Extrait du texte -
╔══

Alors, ni une, ni deux, un aïeul se lança dans la construction de la rente maison. Il fallait un certain courage certes car cela représentait un travail considérable mais il avait un peu de temps devant lui car il fallait que la ligne Alais-L’Ardoise soit achevée pour que les décideurs s’attaquent au second volet du projet L’Ardoise-Orange. Des murs commencèrent donc à s’élever dans le « Jardin », les piliers d’une porte d’entrée le long du chemin aussi, porte qui a toujours la même fonction plus de 135 ans plus tard. Dire si l’on est conservateur !

╚══

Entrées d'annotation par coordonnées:
╔══

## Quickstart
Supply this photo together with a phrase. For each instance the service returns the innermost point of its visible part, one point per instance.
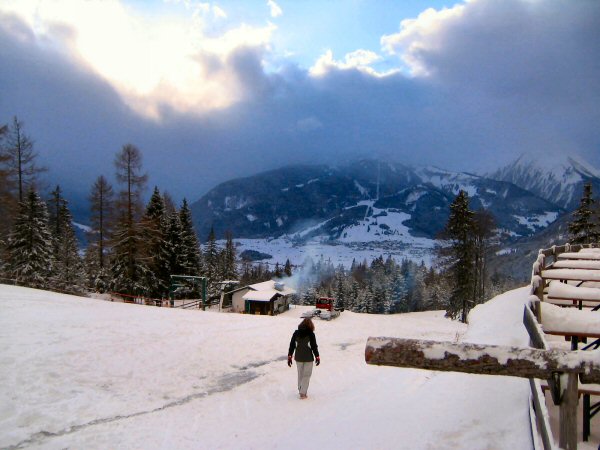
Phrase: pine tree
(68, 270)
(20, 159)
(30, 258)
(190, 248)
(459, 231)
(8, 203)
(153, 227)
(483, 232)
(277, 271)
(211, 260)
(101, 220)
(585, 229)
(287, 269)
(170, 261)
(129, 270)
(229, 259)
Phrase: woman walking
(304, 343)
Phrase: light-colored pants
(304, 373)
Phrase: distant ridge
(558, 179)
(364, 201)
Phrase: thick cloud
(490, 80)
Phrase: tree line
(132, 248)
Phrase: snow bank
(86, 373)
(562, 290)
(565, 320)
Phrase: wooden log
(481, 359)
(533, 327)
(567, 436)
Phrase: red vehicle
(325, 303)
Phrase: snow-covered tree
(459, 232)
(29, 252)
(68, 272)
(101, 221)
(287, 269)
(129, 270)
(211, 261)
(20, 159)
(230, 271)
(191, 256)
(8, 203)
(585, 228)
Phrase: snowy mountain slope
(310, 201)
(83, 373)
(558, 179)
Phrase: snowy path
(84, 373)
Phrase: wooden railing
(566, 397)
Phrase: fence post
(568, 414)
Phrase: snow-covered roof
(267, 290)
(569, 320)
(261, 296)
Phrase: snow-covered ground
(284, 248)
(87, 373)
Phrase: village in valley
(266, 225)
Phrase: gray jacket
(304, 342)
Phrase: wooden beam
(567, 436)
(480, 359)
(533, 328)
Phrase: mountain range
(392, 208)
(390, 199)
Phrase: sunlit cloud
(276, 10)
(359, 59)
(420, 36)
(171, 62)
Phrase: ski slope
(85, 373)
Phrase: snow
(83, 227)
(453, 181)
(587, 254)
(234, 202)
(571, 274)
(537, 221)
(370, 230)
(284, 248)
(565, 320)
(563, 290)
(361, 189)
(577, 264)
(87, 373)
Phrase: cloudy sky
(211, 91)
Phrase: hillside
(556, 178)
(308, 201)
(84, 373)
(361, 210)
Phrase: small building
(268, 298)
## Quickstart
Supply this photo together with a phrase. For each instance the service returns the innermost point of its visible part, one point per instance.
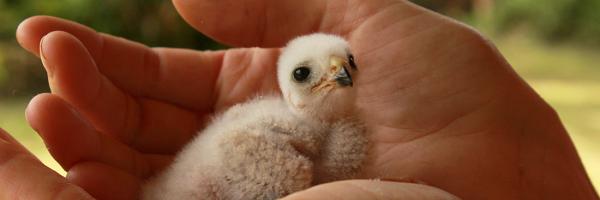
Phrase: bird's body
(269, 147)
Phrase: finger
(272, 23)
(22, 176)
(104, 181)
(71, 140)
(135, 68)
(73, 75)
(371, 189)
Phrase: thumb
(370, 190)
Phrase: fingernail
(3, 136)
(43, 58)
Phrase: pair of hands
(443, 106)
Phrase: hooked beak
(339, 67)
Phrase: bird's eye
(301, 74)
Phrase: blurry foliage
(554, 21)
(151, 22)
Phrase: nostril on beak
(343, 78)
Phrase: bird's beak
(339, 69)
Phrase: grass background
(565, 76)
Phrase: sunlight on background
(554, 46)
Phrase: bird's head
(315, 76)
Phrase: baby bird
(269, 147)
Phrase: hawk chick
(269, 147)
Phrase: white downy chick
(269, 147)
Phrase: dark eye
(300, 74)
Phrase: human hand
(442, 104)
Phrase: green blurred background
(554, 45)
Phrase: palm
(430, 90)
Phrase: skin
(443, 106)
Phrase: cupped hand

╚══
╔══

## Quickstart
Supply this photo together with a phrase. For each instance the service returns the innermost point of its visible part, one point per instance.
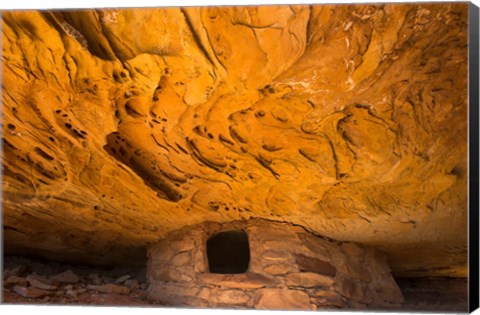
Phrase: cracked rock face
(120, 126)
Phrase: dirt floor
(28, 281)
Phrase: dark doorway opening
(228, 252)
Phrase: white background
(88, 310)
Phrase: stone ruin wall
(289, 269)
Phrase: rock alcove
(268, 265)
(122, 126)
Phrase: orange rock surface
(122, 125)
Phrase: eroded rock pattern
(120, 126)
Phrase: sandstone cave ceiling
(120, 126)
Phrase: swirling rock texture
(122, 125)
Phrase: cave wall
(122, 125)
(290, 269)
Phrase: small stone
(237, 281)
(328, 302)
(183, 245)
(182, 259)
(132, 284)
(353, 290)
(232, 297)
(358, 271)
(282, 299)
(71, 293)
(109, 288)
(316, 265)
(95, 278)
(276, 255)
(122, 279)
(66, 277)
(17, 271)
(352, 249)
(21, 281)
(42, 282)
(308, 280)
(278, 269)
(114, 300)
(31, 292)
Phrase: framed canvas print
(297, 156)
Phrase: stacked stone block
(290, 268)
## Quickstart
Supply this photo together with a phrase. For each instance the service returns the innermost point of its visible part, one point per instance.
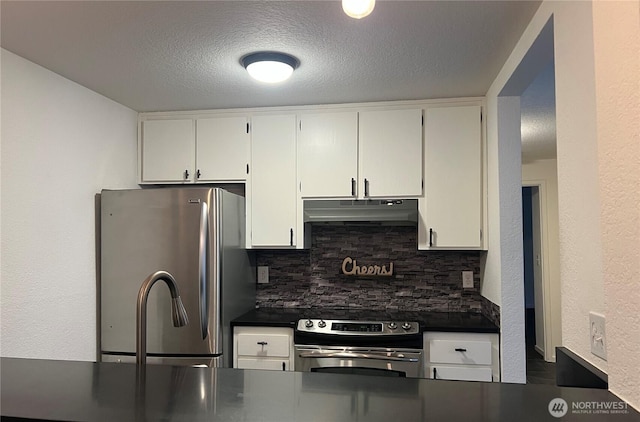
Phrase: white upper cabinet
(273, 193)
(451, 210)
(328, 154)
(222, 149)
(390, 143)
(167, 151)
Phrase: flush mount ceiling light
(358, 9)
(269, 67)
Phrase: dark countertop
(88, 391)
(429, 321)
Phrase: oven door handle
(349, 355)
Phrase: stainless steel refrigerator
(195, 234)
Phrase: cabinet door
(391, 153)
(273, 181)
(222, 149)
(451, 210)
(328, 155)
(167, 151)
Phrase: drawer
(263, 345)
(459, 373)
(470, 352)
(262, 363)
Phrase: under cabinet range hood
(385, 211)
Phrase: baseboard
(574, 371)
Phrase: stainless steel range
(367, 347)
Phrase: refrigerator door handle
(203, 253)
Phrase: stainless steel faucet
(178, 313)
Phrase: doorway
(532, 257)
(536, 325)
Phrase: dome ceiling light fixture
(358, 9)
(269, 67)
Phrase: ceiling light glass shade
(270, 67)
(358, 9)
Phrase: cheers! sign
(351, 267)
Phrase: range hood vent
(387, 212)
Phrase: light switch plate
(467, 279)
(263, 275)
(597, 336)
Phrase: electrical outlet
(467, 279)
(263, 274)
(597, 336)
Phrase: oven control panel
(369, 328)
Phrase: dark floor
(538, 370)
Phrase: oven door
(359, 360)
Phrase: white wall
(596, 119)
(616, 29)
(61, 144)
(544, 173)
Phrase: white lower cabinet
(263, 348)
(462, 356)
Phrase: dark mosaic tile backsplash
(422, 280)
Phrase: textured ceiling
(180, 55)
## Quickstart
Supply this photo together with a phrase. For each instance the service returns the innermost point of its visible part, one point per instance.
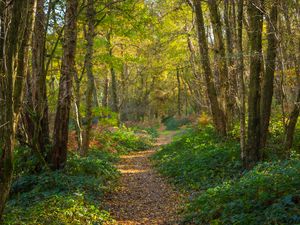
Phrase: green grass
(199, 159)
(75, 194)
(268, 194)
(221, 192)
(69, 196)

╚══
╔══

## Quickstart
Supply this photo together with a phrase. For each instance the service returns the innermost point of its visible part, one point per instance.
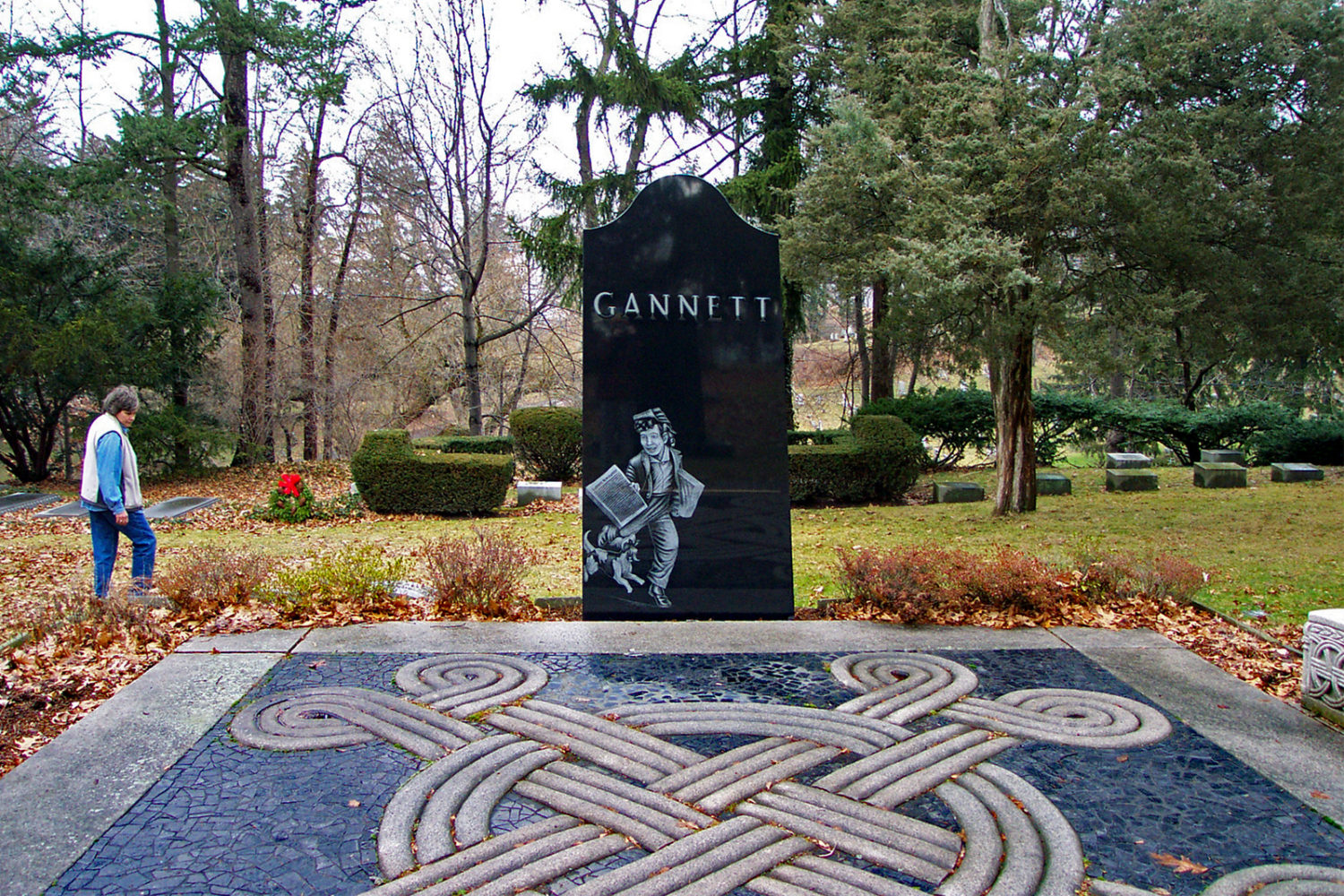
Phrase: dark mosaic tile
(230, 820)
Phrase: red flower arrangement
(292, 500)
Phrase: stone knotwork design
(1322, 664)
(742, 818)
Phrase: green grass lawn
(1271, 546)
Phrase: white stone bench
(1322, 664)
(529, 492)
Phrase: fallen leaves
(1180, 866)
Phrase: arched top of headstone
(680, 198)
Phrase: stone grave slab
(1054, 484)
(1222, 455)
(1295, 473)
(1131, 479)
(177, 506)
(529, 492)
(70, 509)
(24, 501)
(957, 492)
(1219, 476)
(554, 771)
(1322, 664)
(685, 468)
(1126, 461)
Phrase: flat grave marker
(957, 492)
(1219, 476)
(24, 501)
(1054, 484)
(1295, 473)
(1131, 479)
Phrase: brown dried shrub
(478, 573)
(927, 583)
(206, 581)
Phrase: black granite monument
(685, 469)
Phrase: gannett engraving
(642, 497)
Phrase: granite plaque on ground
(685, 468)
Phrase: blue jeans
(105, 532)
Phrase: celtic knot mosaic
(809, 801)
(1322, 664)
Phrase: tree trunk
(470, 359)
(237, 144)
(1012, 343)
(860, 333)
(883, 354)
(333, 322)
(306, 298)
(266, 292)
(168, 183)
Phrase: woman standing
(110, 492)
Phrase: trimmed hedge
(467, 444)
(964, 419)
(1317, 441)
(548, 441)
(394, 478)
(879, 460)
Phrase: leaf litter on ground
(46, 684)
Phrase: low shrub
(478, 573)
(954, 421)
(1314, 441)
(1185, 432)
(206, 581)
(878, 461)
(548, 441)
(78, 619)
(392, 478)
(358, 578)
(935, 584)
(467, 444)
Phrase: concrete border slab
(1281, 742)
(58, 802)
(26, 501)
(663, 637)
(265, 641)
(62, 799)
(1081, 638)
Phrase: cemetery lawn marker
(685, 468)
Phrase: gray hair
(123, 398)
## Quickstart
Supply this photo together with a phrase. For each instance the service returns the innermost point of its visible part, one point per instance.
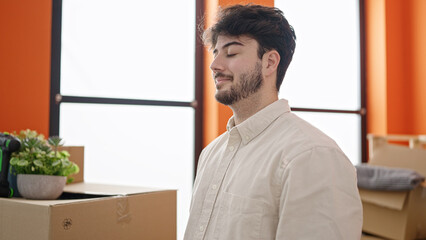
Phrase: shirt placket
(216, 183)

╚══

Consignes -
A - Dans le texte, relevez tous les noms de lieux qui figurent dans les noms des lignes de chemin de fer.
B - Recopiez le passage du texte qui va de « Alors, ni une, ni » à « est conservateur ! », ces deux bornes comprises.
C - D'après le texte, depuis combien de temps la porte d'entrée garde-t-elle la même fonction ?

Réponses -
A - Alais, L'Ardoise, Orange

B -
Alors, ni une, ni deux, un aïeul se lança dans la construction de la rente maison. Il fallait un certain courage certes car cela représentait un travail considérable mais il avait un peu de temps devant lui car il fallait que la ligne Alais-L’Ardoise soit achevée pour que les décideurs s’attaquent au second volet du projet L’Ardoise-Orange. Des murs commencèrent donc à s’élever dans le « Jardin », les piliers d’une porte d’entrée le long du chemin aussi, porte qui a toujours la même fonction plus de 135 ans plus tard. Dire si l’on est conservateur !

C - Depuis plus de 135 ans.